*Source records*
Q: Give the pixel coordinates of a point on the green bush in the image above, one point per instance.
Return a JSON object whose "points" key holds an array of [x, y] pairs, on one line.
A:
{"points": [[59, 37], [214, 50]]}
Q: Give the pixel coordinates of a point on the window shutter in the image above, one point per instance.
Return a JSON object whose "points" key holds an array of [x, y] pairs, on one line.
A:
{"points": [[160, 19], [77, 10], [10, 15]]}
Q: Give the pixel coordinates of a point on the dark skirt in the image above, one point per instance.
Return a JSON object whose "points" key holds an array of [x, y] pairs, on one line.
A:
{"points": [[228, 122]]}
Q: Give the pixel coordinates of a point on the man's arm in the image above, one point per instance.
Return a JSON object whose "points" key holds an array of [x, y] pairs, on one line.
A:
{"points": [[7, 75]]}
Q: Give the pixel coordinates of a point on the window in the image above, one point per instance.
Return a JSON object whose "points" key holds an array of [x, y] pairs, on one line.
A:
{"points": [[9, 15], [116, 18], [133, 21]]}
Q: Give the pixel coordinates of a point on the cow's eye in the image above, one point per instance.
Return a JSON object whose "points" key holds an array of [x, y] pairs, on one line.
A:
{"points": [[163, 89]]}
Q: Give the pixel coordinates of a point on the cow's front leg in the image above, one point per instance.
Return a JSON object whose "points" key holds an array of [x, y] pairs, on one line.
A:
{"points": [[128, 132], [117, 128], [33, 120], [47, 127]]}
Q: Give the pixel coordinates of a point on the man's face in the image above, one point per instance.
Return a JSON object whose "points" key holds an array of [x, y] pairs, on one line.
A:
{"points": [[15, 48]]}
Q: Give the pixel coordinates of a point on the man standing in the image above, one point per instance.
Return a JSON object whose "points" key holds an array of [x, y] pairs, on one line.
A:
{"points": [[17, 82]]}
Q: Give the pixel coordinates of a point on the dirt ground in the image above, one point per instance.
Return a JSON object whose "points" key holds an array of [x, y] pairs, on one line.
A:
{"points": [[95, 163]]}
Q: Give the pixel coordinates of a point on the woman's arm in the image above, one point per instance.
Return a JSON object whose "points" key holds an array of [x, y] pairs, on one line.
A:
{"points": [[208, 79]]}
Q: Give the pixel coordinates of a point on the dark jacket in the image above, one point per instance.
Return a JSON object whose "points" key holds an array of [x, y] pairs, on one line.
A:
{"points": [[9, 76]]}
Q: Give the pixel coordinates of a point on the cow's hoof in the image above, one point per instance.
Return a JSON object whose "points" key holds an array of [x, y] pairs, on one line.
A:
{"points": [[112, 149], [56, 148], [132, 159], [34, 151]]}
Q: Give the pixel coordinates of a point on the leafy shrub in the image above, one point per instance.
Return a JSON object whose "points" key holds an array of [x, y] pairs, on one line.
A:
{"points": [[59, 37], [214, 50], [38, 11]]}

*Prompt*
Copy out every line from the one containing "the dark jacket" down through the last line, changing "pixel coordinates" to "image coordinates" and leaving all other text as it stands.

*Task response*
Q: Give the image coordinates of a point on the dark jacket in the image above, one point per instance.
Return a JSON object whose "points" key holds an array of [x, y] pairs, on one line.
A:
{"points": [[9, 76]]}
Q: Give the image coordinates of a point on the cow's hoof in the image above, one point per instance.
Return a JSON object whose "points" key holds an array of [x, y] pairs, on one line.
A:
{"points": [[112, 149], [56, 148], [132, 159], [34, 151]]}
Q: Give the image coordinates of a point on the leafy shrub in the image above, one point per instance.
Return a JSON object whose "points" key holds an array of [x, y] pairs, on one line.
A:
{"points": [[59, 37], [214, 50], [38, 11]]}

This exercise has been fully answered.